## Set exercise
Report every line in the listing that contains the string "stud", matching case exactly.

Point placement listing:
— START —
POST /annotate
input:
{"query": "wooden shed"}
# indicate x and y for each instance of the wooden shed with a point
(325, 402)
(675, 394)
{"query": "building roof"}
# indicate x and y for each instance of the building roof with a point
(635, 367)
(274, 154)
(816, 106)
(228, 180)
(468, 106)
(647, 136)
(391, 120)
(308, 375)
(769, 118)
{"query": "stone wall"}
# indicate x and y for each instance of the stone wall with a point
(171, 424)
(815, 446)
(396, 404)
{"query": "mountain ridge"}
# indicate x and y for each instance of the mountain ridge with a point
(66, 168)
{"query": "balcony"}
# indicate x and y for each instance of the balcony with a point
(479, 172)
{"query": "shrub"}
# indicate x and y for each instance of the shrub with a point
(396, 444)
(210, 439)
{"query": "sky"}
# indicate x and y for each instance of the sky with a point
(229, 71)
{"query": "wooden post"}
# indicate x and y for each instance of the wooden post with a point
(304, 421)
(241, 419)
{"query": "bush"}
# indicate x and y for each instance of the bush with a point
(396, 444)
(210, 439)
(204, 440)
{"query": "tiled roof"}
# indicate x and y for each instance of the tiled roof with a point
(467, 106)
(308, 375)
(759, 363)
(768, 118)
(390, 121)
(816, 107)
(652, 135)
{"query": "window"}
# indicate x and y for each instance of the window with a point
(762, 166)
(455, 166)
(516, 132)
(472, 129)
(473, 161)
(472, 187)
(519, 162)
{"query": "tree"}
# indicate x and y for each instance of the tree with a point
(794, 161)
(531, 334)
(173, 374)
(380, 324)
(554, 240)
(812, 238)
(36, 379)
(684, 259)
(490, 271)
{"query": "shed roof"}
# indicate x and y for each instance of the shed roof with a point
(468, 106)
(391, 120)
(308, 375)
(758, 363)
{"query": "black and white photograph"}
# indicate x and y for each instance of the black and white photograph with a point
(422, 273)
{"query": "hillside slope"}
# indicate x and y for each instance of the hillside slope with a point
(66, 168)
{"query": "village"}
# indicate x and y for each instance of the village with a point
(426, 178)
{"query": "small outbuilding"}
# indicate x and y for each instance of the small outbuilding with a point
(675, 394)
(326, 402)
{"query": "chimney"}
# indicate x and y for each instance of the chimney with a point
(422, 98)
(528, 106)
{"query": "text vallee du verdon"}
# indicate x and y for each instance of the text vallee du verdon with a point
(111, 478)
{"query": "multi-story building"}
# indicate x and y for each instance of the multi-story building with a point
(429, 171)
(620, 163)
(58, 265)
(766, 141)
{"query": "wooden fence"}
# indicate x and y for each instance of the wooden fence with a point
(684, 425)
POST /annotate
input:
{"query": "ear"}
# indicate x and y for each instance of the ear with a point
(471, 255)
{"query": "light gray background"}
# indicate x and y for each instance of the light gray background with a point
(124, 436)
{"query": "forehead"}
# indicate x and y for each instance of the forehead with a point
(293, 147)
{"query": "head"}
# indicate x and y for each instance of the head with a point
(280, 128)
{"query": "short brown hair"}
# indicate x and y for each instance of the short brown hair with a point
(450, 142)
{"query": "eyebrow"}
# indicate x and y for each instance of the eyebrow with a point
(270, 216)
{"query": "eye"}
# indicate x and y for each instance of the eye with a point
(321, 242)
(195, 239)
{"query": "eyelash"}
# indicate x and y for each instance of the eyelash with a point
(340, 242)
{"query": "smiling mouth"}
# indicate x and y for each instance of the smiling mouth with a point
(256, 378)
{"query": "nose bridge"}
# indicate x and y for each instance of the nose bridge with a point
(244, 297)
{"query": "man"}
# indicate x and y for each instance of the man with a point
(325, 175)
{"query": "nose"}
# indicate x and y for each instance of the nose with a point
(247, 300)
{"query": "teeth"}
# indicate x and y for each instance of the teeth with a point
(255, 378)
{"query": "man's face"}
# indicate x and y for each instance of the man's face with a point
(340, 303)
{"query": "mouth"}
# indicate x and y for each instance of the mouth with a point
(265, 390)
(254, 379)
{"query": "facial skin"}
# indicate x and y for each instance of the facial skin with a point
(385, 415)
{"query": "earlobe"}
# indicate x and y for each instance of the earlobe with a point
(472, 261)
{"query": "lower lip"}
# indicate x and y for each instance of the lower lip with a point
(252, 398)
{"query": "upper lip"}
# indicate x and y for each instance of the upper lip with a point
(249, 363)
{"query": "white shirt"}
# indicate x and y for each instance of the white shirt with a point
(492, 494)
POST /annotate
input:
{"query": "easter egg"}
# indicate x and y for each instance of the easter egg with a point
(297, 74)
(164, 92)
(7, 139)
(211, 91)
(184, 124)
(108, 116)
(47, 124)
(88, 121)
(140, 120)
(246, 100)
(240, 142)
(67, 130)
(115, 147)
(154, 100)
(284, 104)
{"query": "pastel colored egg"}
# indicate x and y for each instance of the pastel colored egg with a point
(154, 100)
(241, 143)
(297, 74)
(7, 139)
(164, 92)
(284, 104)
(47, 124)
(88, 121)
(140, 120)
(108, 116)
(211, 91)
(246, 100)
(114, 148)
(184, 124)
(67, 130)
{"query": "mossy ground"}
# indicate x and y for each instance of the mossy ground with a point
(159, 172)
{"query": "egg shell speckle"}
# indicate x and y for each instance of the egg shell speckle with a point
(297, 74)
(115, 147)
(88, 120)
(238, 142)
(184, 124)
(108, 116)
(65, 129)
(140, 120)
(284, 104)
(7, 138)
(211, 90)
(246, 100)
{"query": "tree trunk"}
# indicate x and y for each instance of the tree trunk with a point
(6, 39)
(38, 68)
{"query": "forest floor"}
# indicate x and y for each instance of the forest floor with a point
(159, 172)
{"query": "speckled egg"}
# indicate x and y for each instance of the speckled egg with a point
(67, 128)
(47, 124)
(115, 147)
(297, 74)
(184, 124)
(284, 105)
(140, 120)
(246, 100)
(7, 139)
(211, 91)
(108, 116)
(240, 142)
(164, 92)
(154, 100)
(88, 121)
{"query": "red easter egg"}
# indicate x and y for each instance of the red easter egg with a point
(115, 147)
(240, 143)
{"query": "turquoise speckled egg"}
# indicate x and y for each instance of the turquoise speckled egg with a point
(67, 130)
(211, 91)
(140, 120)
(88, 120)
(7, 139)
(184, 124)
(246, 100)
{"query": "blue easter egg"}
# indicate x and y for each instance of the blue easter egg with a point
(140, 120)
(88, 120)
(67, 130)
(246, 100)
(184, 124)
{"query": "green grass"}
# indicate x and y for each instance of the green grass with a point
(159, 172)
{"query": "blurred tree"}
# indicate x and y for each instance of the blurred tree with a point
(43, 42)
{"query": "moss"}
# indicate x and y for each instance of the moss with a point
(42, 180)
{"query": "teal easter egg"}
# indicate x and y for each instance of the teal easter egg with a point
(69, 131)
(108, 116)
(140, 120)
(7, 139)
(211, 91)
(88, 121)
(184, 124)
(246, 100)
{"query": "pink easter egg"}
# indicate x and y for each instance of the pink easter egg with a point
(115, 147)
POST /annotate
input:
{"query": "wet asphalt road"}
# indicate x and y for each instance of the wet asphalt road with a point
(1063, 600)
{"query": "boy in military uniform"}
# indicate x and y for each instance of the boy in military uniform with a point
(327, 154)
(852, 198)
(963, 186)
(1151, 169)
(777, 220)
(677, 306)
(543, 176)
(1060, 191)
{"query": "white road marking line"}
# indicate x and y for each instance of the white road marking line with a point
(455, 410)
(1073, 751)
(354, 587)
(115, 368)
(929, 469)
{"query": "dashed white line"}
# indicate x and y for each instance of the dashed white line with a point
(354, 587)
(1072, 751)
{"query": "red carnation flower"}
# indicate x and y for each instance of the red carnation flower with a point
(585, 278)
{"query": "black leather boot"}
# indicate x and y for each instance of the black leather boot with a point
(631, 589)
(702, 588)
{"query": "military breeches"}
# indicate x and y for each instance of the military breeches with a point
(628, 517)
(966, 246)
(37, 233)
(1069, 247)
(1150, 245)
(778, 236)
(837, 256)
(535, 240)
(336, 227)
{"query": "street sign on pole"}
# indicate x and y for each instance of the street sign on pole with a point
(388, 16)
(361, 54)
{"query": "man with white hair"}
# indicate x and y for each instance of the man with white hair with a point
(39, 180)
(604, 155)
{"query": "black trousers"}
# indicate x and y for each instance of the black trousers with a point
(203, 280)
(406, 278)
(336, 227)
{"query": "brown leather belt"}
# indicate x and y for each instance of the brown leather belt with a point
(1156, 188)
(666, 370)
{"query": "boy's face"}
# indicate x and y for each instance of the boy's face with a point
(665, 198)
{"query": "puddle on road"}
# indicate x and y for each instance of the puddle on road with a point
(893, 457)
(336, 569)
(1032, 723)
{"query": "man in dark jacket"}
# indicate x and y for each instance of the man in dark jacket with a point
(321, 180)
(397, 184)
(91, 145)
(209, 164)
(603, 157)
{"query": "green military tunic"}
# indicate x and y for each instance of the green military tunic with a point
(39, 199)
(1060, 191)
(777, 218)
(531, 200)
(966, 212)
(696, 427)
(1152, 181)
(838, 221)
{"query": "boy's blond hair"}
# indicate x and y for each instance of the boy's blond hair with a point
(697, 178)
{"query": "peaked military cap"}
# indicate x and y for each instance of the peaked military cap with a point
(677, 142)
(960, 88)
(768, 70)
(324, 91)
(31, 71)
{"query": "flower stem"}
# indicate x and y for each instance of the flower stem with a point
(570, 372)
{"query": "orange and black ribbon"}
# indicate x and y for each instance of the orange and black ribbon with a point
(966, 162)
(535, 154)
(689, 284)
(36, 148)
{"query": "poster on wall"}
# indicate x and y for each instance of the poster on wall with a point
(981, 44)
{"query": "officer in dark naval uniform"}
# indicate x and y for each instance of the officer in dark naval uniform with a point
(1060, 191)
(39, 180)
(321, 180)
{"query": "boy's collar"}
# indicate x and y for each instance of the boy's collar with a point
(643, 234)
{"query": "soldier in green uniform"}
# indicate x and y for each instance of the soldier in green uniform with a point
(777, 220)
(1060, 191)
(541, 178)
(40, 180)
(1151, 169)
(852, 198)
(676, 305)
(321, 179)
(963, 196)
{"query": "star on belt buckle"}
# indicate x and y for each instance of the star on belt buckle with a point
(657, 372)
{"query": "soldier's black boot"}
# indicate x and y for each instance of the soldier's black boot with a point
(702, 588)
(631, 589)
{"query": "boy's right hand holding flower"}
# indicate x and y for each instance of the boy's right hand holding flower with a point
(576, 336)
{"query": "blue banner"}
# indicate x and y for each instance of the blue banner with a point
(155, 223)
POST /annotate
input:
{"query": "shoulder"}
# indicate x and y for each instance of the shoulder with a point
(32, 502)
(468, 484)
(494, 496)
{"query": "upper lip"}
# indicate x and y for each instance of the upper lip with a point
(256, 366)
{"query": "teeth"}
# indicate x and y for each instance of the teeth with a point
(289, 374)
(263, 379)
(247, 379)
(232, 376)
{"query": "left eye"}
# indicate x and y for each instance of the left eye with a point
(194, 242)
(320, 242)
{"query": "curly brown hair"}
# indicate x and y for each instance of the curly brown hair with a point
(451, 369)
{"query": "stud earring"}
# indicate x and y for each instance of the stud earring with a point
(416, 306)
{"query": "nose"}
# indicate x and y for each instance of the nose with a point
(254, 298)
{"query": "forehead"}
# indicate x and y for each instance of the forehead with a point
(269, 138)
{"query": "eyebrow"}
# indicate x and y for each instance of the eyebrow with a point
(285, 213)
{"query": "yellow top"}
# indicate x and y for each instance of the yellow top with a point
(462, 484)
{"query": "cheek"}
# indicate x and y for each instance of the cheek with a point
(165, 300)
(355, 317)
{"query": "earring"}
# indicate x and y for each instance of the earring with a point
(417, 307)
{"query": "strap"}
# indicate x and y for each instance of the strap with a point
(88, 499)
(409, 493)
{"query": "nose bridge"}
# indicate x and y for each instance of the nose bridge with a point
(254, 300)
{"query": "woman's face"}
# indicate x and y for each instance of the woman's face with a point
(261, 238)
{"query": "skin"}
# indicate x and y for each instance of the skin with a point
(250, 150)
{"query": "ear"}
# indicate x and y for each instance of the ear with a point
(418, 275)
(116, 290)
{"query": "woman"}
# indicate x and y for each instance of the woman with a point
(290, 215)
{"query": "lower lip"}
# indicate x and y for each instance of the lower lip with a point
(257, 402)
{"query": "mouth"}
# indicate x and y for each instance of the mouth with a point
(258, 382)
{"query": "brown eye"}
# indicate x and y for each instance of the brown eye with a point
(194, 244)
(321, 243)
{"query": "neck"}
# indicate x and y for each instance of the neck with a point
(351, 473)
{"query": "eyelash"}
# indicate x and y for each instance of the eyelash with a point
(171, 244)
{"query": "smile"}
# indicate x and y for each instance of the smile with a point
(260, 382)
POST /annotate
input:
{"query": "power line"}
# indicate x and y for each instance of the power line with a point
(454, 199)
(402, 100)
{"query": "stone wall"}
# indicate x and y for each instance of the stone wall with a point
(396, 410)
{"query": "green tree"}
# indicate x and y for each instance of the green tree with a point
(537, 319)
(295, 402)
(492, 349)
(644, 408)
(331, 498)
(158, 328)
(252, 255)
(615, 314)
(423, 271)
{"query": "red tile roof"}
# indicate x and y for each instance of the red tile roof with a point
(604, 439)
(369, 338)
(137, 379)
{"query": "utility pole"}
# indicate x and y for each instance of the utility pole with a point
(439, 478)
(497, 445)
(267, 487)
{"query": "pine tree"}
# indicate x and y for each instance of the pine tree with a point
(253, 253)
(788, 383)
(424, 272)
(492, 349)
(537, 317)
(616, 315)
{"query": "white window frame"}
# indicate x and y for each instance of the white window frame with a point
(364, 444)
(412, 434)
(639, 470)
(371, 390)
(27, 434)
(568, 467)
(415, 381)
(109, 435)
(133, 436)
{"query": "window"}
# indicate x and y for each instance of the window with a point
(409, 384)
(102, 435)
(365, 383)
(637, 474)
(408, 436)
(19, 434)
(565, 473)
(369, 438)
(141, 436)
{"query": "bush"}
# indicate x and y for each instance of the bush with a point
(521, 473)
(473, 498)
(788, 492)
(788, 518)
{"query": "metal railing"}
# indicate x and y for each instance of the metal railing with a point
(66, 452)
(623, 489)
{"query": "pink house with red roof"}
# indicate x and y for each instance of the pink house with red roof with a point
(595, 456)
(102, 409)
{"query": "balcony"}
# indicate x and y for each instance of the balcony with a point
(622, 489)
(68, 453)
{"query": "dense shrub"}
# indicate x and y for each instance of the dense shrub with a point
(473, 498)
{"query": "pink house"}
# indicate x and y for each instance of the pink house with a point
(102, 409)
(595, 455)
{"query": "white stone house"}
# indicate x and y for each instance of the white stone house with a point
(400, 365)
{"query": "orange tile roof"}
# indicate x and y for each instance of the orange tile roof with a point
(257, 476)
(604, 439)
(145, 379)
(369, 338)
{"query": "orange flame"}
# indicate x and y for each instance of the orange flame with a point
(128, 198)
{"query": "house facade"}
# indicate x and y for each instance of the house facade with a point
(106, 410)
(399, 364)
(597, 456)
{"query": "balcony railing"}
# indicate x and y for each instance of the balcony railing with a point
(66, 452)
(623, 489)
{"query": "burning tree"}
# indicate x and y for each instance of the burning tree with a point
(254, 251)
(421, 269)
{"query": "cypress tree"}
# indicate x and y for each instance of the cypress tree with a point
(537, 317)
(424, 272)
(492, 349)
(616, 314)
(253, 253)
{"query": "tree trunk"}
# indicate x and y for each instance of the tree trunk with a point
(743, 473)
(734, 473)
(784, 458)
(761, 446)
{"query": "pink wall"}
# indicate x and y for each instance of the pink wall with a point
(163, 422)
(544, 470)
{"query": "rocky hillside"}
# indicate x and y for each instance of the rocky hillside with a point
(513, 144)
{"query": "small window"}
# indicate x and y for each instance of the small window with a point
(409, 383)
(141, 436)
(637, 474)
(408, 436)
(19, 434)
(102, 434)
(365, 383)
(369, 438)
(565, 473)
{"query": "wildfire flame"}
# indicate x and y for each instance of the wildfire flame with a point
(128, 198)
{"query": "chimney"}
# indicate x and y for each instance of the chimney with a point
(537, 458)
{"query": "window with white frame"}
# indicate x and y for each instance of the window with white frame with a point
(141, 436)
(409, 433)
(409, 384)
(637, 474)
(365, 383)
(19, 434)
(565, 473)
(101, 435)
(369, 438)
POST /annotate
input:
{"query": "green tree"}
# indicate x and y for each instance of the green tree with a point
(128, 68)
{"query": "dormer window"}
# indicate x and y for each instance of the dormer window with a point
— END —
## Answer to the task
{"query": "stud earring"}
# indicate x and y for each instance of the stud earring with a point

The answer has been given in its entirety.